===== Excerpted records =====

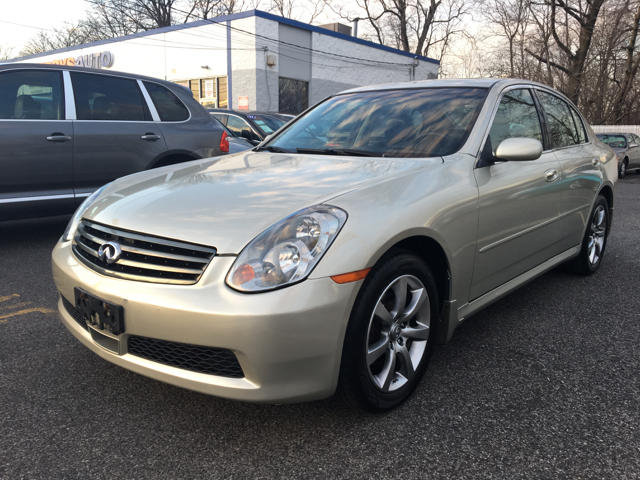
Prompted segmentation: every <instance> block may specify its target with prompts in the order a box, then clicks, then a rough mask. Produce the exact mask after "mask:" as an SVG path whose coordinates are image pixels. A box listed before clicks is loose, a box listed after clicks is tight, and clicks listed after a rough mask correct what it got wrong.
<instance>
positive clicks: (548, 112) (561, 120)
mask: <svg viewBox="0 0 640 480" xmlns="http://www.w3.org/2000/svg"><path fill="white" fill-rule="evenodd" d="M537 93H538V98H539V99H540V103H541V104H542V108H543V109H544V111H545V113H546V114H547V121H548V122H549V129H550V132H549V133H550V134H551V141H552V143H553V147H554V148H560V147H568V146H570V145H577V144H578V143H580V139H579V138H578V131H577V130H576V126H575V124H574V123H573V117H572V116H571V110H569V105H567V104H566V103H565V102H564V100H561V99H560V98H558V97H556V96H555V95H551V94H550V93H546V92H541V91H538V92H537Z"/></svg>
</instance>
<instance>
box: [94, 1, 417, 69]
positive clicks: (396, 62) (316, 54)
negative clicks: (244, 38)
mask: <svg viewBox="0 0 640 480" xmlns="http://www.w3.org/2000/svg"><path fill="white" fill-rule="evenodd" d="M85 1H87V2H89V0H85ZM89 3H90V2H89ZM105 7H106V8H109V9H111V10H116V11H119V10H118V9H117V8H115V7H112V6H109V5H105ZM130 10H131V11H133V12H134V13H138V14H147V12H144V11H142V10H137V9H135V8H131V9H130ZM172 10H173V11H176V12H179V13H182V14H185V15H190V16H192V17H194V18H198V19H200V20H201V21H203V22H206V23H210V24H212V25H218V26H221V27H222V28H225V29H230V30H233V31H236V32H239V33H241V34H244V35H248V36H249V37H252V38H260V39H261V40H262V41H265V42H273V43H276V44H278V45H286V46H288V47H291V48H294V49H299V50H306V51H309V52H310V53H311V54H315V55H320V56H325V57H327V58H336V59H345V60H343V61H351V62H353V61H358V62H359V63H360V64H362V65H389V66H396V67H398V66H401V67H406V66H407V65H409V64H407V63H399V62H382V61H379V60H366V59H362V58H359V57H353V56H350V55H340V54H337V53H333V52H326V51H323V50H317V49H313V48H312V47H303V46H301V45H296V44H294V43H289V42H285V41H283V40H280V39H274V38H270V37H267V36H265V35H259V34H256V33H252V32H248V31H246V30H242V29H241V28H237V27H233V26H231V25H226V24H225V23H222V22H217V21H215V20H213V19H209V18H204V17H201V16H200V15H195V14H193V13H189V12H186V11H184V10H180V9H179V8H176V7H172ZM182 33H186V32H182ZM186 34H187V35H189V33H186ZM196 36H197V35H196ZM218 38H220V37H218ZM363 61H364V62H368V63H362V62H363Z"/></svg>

=====
===== Excerpted records =====

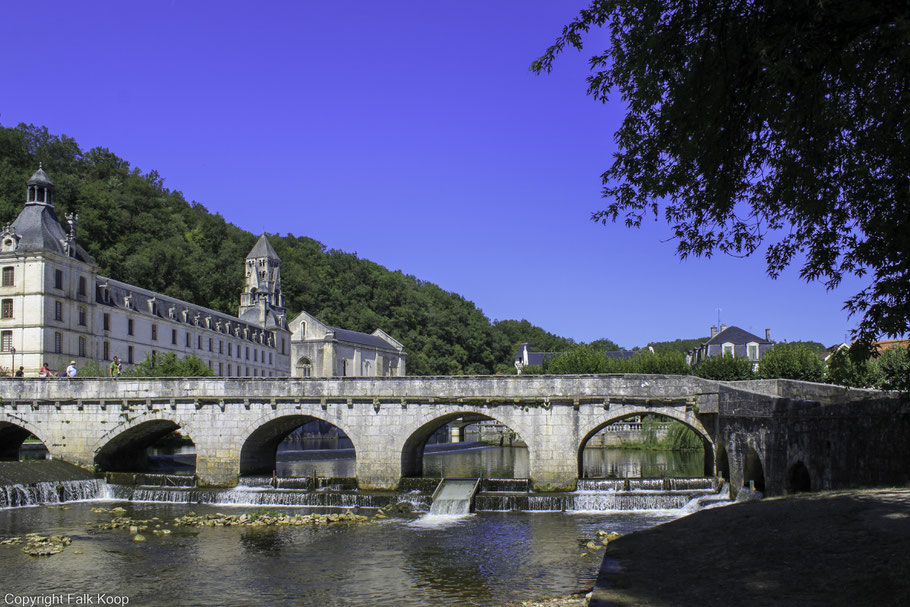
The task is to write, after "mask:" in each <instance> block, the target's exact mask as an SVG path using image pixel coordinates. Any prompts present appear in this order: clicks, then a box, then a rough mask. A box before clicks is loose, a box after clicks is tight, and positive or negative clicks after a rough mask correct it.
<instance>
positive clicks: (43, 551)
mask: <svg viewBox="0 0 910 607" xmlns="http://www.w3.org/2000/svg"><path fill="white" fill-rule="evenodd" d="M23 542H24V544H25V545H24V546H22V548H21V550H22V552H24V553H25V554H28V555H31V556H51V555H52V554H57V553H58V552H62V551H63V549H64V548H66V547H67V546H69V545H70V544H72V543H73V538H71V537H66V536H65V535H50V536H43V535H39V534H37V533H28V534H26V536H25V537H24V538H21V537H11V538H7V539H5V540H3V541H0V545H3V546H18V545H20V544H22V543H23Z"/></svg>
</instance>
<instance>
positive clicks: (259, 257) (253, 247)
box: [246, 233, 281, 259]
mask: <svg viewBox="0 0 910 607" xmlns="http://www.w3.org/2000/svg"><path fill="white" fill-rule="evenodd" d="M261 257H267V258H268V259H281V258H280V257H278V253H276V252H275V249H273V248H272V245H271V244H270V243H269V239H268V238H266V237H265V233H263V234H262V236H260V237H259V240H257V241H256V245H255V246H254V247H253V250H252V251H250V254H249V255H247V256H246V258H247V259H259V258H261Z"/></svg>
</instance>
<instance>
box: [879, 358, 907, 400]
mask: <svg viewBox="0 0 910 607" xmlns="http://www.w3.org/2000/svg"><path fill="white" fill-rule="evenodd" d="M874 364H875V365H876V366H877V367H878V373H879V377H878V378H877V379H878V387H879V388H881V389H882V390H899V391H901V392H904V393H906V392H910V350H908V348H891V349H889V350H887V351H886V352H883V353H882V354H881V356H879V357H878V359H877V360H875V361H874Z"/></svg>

=====

Exercise: Please rewrite the listing from the line holding "Prompted segmentation: every" through the line holding "positive clicks: (548, 112) (561, 120)", both included, as a JSON list of strings with one string per line and no blank lines.

Exercise response:
[
  "Prompted segmentation: every <instance> block may specify its target with prompts in the order a box, then clicks, then a rough mask. Produce the exact mask after \"mask:\" as an SVG path whose coordinates are image pixels. A box listed before clicks is loose, a box listed after clicks is tight, and clicks listed after a rough mask correct what it got wrong.",
  "<instance>",
  "positive clicks: (548, 112) (561, 120)"
]